## Consigne
Reprenez l'extrait sur l'accueil des jeunes artistes dans les théâtres et poursuivez-le à partir de sa dernière phrase.

GEORGES BANU : Nous avons parlé aux cours des séances précédentes de l’importance de la découverte et de la vigilance qui doit accompagner la recherche de nouveaux artistes : Certains Ont pu souffrir de « jeunisme », c’est-à-dire ont eu un début fulgurant et sont retombés peu après dans l’obscurité. Toutefois, il est également apparu avec évidence à quel point la notion de début avait partie liée avec le lieu qui le voyait éclore.
Aussi, aux côtés de jeunes metteurs en scène, nous avons aujourd’hui invité Jean-Marie Hordé, Bernard Sobel, Marie Raymond, Régis Hébette, François Kergoulay et Moustapha Aouar qui ont pour vocation de faire de leurs lieux des lieux de production et d’accueil de Jeunes artistes. Nous aimerions qu’ils témoignent de la façon dont ils envisagent leur métier et qu’ils nous disent quel regard est le leur quand ils réfléchissent sur la situation théâtrale dans notre société contemporaine ; et ce en présence de certains des artistes qu’ils ont accueillis et qui nous donneront à leur cour leur point de vue.
Jean-Marie Hordé : Je suis venu au théâtre parce qu’il m’a semblé être le carrefour des histoires de la vie, des histoires d’amour, du politique et de la pensée. C’était dans les années soixante-dix quand des spectacles tels que LE MISANTHROPE de Jean-Pierre Vincent offraient à l’étudiant en philosophie que j’étais une matière à réflexion sur le monde beaucoup plus subtil et riche de contradictions que tous les travaux théoriques que je pouvais faire à l’université ; le plateau proposait une expérience, fournissait de la pensée vivante. Voilà pourquoi j’ai décidé de faire du théâtre ma vie. J’ai ensuite été amené à diriger pendant dix ans le Théâtre de Cergy-Pontoise. J’avais trente ans, et je prenais en main une institution de vingt-cinq personnes avec l’idée de proposer non seulement un répertoire contemporain, mais de créer un mouvement, un déséquilibre au sein de la commande sociale existante. Il s’agissait d’inventer d’autres formes, d’autres énergies qui se dégagent de la forme académique du théâtre qui n’est rien d’autre que la répétition du même.

## Données fournies

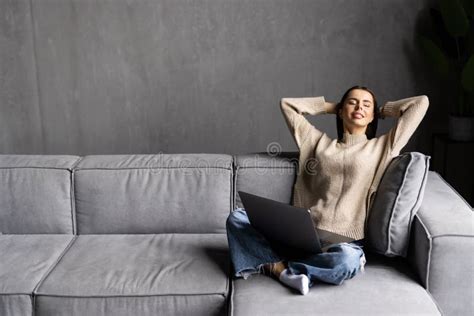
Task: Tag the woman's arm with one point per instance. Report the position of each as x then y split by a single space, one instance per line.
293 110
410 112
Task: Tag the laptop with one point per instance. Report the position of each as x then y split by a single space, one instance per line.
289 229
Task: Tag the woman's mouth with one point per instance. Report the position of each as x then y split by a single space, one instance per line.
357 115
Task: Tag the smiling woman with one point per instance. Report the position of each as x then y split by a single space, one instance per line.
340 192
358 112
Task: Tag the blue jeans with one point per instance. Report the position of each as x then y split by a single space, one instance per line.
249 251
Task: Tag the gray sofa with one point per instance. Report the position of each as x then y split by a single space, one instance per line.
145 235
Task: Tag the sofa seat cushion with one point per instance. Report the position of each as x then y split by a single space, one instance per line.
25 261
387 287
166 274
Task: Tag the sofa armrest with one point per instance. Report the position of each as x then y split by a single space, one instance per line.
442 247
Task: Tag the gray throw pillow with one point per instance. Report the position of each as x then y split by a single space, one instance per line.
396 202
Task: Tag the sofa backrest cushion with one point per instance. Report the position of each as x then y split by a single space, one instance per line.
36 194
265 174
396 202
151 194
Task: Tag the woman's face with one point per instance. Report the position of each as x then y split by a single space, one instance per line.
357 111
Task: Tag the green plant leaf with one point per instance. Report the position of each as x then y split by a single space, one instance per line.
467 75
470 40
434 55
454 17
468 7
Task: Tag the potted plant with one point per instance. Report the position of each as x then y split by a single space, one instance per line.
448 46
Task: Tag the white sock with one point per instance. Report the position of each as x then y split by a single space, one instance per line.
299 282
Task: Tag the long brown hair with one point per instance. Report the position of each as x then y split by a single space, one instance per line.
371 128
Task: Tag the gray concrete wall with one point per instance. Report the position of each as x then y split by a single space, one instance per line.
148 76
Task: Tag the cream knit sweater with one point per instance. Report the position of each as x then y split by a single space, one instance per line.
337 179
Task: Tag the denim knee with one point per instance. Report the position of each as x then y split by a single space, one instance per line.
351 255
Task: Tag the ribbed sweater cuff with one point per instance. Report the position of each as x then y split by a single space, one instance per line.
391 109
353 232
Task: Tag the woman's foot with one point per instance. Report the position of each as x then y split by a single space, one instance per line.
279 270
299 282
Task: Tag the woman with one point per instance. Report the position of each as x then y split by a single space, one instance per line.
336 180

* * *

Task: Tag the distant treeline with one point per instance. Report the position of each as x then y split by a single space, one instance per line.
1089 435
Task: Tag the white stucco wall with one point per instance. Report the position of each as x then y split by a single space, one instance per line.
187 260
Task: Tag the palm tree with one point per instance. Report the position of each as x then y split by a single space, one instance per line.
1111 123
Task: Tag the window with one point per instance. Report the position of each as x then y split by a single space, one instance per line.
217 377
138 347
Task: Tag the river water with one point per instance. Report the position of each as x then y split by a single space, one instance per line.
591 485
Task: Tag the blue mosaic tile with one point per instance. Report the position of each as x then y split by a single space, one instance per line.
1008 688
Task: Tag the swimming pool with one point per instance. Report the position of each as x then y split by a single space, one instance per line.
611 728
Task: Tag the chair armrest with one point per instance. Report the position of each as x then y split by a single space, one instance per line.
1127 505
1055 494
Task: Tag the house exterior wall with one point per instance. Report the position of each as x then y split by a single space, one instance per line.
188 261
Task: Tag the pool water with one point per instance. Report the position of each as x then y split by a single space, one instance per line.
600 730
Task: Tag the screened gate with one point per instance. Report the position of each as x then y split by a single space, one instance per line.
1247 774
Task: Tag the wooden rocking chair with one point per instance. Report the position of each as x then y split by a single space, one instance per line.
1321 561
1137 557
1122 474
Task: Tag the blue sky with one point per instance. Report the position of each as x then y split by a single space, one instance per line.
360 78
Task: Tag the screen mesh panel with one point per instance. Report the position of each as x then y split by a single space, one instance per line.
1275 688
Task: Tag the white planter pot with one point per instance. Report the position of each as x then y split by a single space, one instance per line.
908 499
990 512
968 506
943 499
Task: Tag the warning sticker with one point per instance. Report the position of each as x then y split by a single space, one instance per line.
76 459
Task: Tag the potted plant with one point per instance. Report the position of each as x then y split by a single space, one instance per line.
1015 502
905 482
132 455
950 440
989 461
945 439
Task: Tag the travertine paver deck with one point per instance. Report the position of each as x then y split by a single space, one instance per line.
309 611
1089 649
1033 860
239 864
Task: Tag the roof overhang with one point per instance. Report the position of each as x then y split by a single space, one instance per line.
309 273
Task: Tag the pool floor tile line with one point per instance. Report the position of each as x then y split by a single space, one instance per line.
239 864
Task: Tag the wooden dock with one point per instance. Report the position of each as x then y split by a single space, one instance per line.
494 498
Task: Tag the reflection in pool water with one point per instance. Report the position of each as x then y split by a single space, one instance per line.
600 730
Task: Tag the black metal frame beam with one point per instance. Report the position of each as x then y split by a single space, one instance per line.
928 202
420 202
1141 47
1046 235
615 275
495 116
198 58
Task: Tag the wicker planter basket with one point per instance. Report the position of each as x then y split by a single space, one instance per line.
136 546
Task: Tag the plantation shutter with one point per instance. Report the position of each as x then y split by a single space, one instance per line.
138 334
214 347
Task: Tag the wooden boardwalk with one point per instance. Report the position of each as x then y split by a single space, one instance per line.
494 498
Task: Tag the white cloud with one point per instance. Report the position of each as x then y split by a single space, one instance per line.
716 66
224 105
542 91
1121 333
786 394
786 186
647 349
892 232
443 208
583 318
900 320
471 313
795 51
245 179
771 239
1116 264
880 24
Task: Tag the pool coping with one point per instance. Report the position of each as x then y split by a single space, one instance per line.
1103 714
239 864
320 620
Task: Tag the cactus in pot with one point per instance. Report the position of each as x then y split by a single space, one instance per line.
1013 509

---

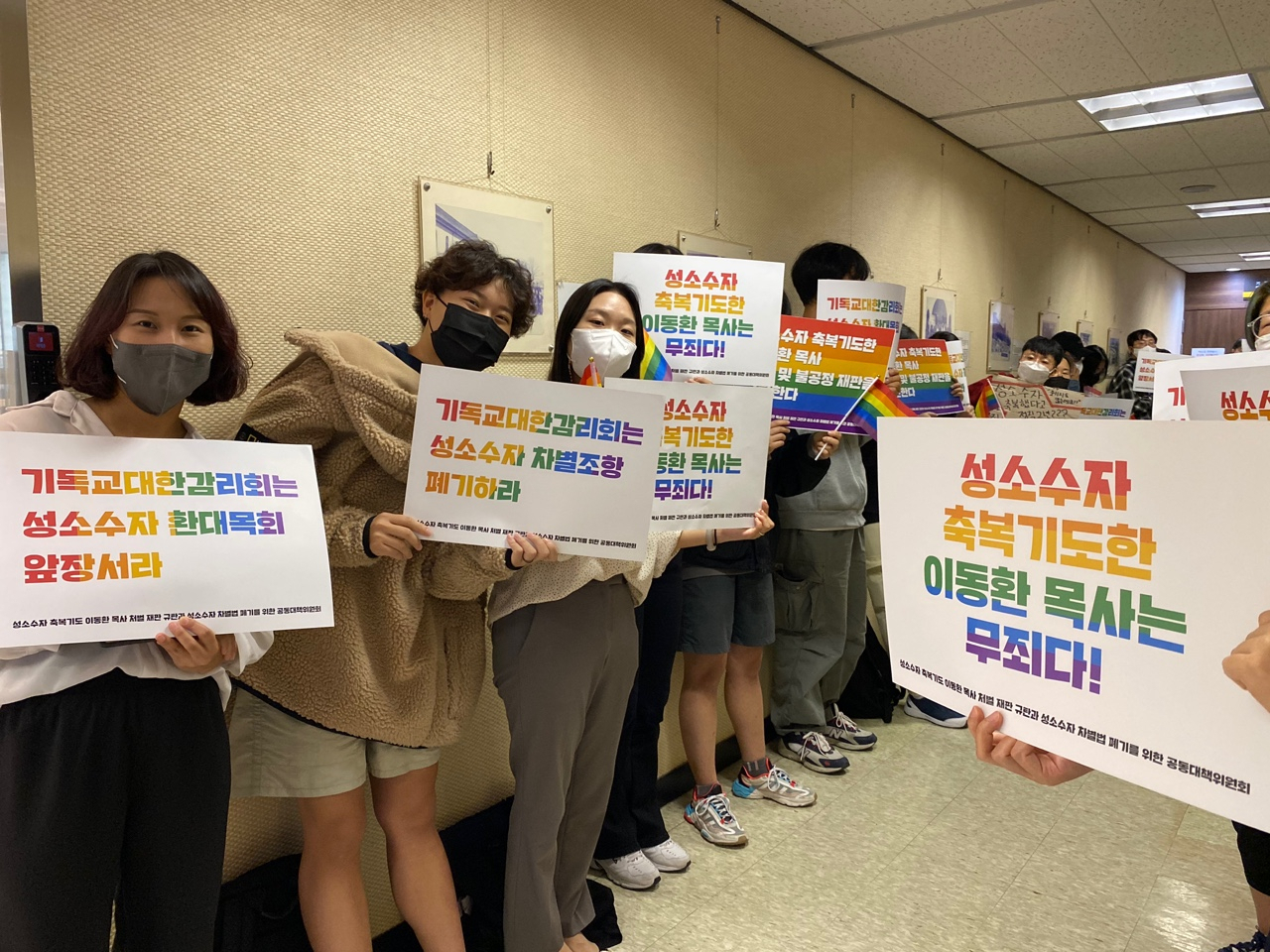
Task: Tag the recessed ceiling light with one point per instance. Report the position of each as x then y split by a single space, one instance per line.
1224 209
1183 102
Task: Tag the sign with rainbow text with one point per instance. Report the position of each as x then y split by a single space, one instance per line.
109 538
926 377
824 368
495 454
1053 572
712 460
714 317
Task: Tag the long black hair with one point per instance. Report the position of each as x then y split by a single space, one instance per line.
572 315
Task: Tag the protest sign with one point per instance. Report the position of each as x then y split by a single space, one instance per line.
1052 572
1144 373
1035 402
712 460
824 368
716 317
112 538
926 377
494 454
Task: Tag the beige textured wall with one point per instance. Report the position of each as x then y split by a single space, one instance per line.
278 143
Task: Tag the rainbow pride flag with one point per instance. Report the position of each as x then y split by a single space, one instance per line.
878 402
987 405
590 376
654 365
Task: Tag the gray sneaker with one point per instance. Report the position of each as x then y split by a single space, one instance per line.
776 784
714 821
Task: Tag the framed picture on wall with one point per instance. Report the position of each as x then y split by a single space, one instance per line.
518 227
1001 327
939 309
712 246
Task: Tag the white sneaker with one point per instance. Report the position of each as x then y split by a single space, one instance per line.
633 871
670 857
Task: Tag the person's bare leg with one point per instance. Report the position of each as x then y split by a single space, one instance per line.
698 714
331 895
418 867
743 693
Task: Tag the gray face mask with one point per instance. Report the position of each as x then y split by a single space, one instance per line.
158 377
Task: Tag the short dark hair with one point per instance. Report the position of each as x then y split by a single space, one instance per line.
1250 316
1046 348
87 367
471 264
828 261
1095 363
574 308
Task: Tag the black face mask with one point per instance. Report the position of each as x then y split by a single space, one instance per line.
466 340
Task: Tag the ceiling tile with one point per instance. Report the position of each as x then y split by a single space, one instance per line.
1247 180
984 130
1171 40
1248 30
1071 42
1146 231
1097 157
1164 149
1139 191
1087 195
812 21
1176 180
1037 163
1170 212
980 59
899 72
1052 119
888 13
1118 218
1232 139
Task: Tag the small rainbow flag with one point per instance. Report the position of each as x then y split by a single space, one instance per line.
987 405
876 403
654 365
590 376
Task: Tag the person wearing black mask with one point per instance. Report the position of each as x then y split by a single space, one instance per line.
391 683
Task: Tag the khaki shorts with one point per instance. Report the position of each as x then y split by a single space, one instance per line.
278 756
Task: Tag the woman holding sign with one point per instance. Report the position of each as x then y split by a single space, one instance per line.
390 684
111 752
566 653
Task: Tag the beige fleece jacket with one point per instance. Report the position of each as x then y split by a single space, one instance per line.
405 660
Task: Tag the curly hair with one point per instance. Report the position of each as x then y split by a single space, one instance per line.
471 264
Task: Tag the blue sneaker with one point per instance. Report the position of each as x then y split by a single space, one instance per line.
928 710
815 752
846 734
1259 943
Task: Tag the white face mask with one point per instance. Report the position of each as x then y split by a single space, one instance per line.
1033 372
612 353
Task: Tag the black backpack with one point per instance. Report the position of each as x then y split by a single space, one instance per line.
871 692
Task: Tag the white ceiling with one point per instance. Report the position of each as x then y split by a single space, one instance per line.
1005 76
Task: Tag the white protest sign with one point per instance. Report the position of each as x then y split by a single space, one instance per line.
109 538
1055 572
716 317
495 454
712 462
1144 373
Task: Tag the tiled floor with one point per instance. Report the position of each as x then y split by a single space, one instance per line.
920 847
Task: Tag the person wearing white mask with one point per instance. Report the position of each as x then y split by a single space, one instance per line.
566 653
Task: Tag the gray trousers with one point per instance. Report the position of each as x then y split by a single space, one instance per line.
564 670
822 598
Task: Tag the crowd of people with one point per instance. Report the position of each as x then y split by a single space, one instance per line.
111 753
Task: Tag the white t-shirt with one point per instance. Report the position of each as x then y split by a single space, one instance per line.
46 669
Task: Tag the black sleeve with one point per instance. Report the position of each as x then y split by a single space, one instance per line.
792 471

## Réponse
Après cette expérience, on m’a demandé de diriger le Théâtre de la Bastille au sein duquel je travaille depuis dix ans. Et évidemment, la question qui s’est posée chaque matin était de savoir ce que nous entendions par contemporain. C’est une notion complexe ; je crois essentiel de me demander : « De quoi suis-je contemporain ? Ce spectacle, cet auteur, cet artiste de quoi est-il contemporain ? » Car ce n’est pas une question thématique seulement ; c’est une question de langue, c’est une question qui interroge le temps. Je crois que la question de la direction d’un lieu, n’est en rien celle du choix. La question du choix est secondaire, prime de savoir par rapport à quoi ces choix se font, par rapport à quels désirs, à quelles réflexions, à quelle volonté, à quelles contraintes. Et donc la question de la Jeunesse, même si elle est belle et entière, n’est certainement pas une question suffisante. Picasso disait à ce sujet : « J’ai mis quarante ans à devenir jeune, alors ne m’emmerdez pas ! » Je pense en effet qu’on naît vieux et que la vie nous donne quelques chances de rajeunir que seulement certains saisissent. Quand on écoute les jeunes, ils racontent souvent des évidences, des lieux communs : il faut retravailler pour devenir jeune. Par conséquent faire du jeune théâtre, ce n’est pas seulement présenter de jeunes gens, même si bien sûr il faut ouvrir les scènes aux jeunes gens ; ce n’est parce qu’ils sont Jeunes qu’ils sont légitimes.
Bernard Sobel : Il m’est toujours difficile de dire « je ». Nous avons commencé l’aventure du Centre Dramatique National de Gennevilliers il y a trente ans. Il n’y avait à l’époque pas de lieu d’accueil, et nous avons formé notre premier groupe de travail dans la salle de la Mairie de Saint-Denis. Je fais donc un peu figure de dinosaure. Et ce que je voudrais dire, c’est que pour moi, il n’y a pas de pratique artistique vivante qui ne soit essentiellement contemporaine. Les textes que j’ai envie de travailler sont ceux qui ont saisi un moment essentiel de contemporanéité. Qu’il s’agisse de Beckett, de Marlowe ou d’‘Eschyle. À les lire, je vois briller, sous les couches tectoniques, le questionnement vivant inouï qu’ils ont posé.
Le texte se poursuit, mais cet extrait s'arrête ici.